Next, we are told to go and tell others. “Go therefore and make disciples of all nations, baptizing them in the name of the Father and of the Son and of the Holy Spirit, teaching them to observe all that I have commanded you. And behold, I am with you always, to the end of the age.” (Matthew 28:19-20). We aren’t just supposed to sit around and wait for heaven, (which also shows that heaven is not the purpose). Rather we are to go and tell others about the glory of God so that they may too share in the mission and joy with us.

Going can look different for each of us. Some may be called across the world while others to their workplace or family. Regardless, we cannot just sit back as millions live their lives for the wrong purpose. We must go and share the true mission of our existence. And while this may seem tough, remember Jesus’ promise in verse 20 that as we go, He is with us.

Finally, we must also shine. One of my favorite verses is Matthew 5:14-16: “You are the light of the world. A city set on a hill cannot be hidden. Nor do people light a lamp and put it under a basket, but on a stand, and it gives light to all in the house. In the same way, let your light shine before others, so that they may see your good works and give glory to your Father who is in heaven.” We aren’t meant to live like everyone else. We are meant to live in such a way that we actually shine light into the darkness of the world around us. And the result of this is in verse 16: “so that they may see your good works and give glory to your Father who is in heaven.”

We have a purpose. In fact, we have the most amazing purpose imaginable. So may we all be willing to go and share this Truth with others. May we be willing to shine so that others can look at us and glorify God. May we realize it is not about us or how good we can be but that our purpose and existence are all meant to bring Glory to God. So may we do just that and Glorify the Name of the Lord who alone is worthy to be praised.

Be a True Worshiper

Sorry for the two week hiatus. Getting engaged and going on vacation will do that to a guy I guess. Anyways, I have had a very fun and busy two weeks, but have felt a bit of a void. I do truly enjoy writing these blogs. I think they are actually more helpful for me than anyone else! So I am glad I can get back on track this week and hopefully will get back to my once a week post.

This week I wanted to talk about something I think we all either take for granted or just flat out don’t understand. Worship. If you grew up in a Church, you probably think that it is a 20-30 minute block of time each Sunday morning when we sing. If you didn’t grow up in Church, you probably think that is a negative word used to show when someone is too in love with someone or something else. Either way, you are wrong.

Worship is so much more than what we take it for. We try to water it down in order for it to be a part of our lives, but the truth is our entire life IS worship. It is not just something you do but rather a way you live. Problem is that we often forget that we were made to worship. So we get busy and start to lose sight of worship, and soon we feel distant from God. Or even worse, we start to worship something or someone other than God. The truth of the matter is that right now you are worshiping something. It could be money, family, success, material possessions, comfort, relationships, pleasure or anything else we spend our time and money on. But while all these things may be good, none of them were made for our worship.

“Claiming to be wise, they became fools, and exchanged the glory of the immortal God for images resembling mortal man and birds and animals and creeping things.” (Romans 1:22-23). Now that couldn’t be us, could it? When we see a third world country worshiping a tree or a monkey we just feel sad for them because they are not as wise as us and don’t understand that what they are worshiping is no God. But are we any different? Don’t we worship our TV’s on Saturday and Sunday? Don’t we worship ourselves with comfort and pleasure through the palaces we build for ourselves? Don’t we worship money by sacrificing relationships and time just to get a little more? People who worship trees look at us and think we are sad that we would worship small green paper or something as ridiculous as ourselves!

- _ENTRIES_:
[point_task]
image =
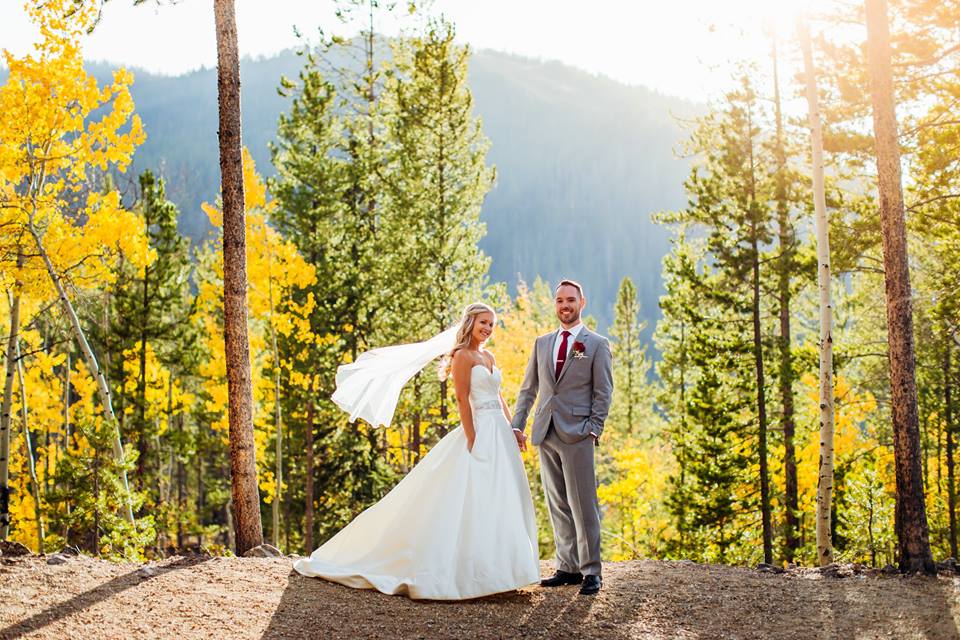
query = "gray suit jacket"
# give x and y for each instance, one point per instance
(578, 401)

- _WRITTEN EXERCISE A_: Decide whether each statement agrees with the blog post on purpose and worship, answering yes or no and quoting the words of the post that settle it: (i) the writer says our entire life is worship; (ii) the writer apologizes for a one-week break from posting; (iii) the writer says some people may be called to their workplace or family.
- _WRITTEN EXERCISE B_: Carry on the blog post on purpose and worship from its last sentence, keeping the writer's voice and line of thought.

- _EXERCISE RESPONSE A_:
(i) Yes: "the truth is our entire life IS worship"
(ii) No: "Sorry for the two week hiatus."
(iii) Yes: "Some may be called across the world while others to their workplace or family."

- _EXERCISE RESPONSE B_:
While many of us worship wrongly, others of us take worship for granted. I often find myself in this category. I know worship is important, but I think I sometimes forget how to worship. It’s like I put worship in a box and only allow it to come out on Sunday’s or at a Bible study. Then I feel distant from God and start wondering where He has gone. The problem is that I have taken worshiping the creator God for granted. So, how do I rightly worship?

The obvious first thing is you must be worshiping the right God. As I said above, many things in this life try to distract us or demand our attention or worship. As long as you are busy trying to chase after or worship these other things, your worship will always be meaningless and will leave you feeling empty. Solomon, regarded as the wisest man, (other than Jesus of course), said “And whatever my eyes desired I did not keep from them. I kept my heart from no pleasure, for my heart found pleasure in all my toil, and this was my reward for my toil. Then I considered all that my hands had done and the toil I had expended in doing it, and behold, all was vanity and a striving after the wind, and there was nothing to be gained under the sun.” (Ecclesiastes 2:10-11).

We often think if we just have a little more of what we are wrongly worshiping we will be satisfied. But the entire book of Ecclesiastes shows that this idea is false. We must remember to worship God and Him alone.

Second, we need to know how to worship. Psalm 100:1 says “Make a joyful noise to the Lord, all the earth!” This is why we sing songs of praise to our King. And while singing songs is one great way to worship, (I would suggest you not only do it on Sunday’s, but make singing worship songs a regular part of your everyday life), it is not the only thing we do to worship God.

“I appeal to you therefore, brothers, by the mercies of God, to present your bodies as a living sacrifice, holy and acceptable to God, which is your spiritual worship.” (Romans 12:1). Our lives and every moment each day can be worship to King Jesus. But most of us don’t live this way. We only see ministry or Church activities as worship. The truth is everything you do can be worship to the Lord.

There are a thousand mundane things we have to do each day. From showering to driving to eating, we all have our own little routine. In this routine we find comfort, and that is the danger. Often, when we get comfortable doing something, we actually forget why we are doing it in the first place. We just follow the repetition, not for any purpose, but because it has become so routine to do otherwise would throw our lives into disarray.

Rather than just living each day and it’s mundane activities for ourselves, we should be living them for Jesus. Paul tells us that our spiritual worship is found in using our bodies, (and our actions and lives), in a holy and acceptable way for God. We are to keep his commandments and seek his glory even in the most mundane of circumstances. “So, whether you eat or drink, or whatever you do, do all to the glory of God.” (1 Corinthians 10:31).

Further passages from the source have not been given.